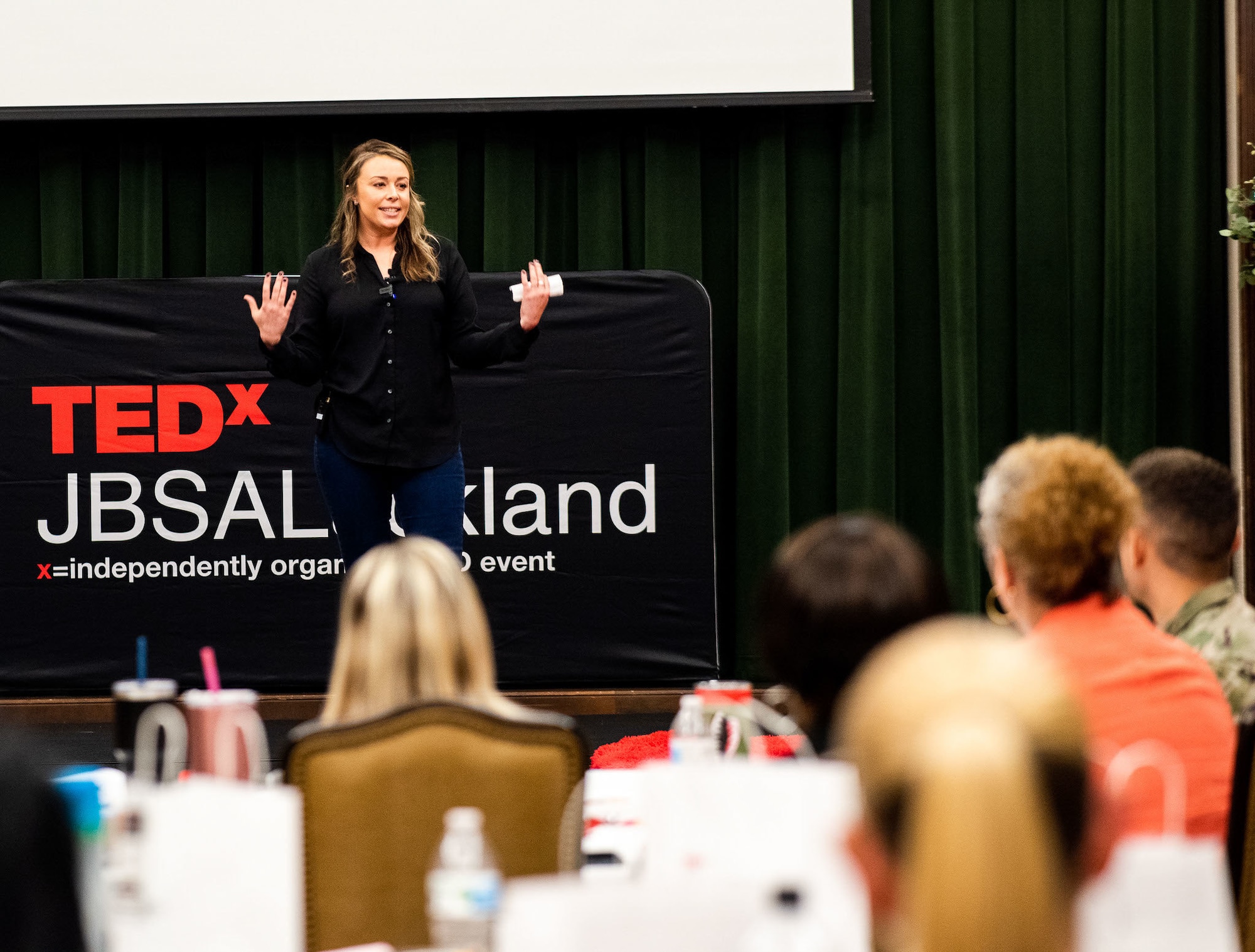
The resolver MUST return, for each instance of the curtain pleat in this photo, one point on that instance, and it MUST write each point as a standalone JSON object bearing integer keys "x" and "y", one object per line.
{"x": 61, "y": 208}
{"x": 1020, "y": 235}
{"x": 509, "y": 196}
{"x": 762, "y": 360}
{"x": 435, "y": 150}
{"x": 959, "y": 258}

****************

#### WRITTEN TASK:
Format the lines above as a Markdown table with the columns "Row" and "Line," numbering each row and omitting blank lines. Exclude the pictures from the table.

#### SOLUTION:
| Row | Line |
|---|---|
| 1 | The resolver MUST return, for each instance of the curtain pleat in this photo, one point on that instance, and it MUST write each point as a standalone JSON object bearing integer keys "x" and "y", one object per line. |
| 2 | {"x": 61, "y": 208} |
| 3 | {"x": 1020, "y": 235} |
| 4 | {"x": 509, "y": 196} |
| 5 | {"x": 762, "y": 360} |
| 6 | {"x": 435, "y": 150} |
| 7 | {"x": 959, "y": 258} |